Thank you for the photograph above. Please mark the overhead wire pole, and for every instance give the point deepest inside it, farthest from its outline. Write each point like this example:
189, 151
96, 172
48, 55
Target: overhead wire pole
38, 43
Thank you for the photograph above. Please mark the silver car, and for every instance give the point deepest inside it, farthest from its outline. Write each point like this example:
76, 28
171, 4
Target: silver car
---
Recast every line of the items above as a numbered list, leaving out any blank lines.

1. Thank you for the photograph above. Please mark the overhead wire pole, and for every instance give the point deepest inside it, farthest from its outline. Write each point like this example:
2. 189, 151
3. 96, 172
4. 48, 55
5. Target: overhead wire pole
6. 38, 43
7. Thank you for the photograph above. Please mark the silver car, and for every instance give the point deepest inside it, farthest from its outline. Write each point like this example:
8. 76, 28
9. 171, 4
10. Target: silver car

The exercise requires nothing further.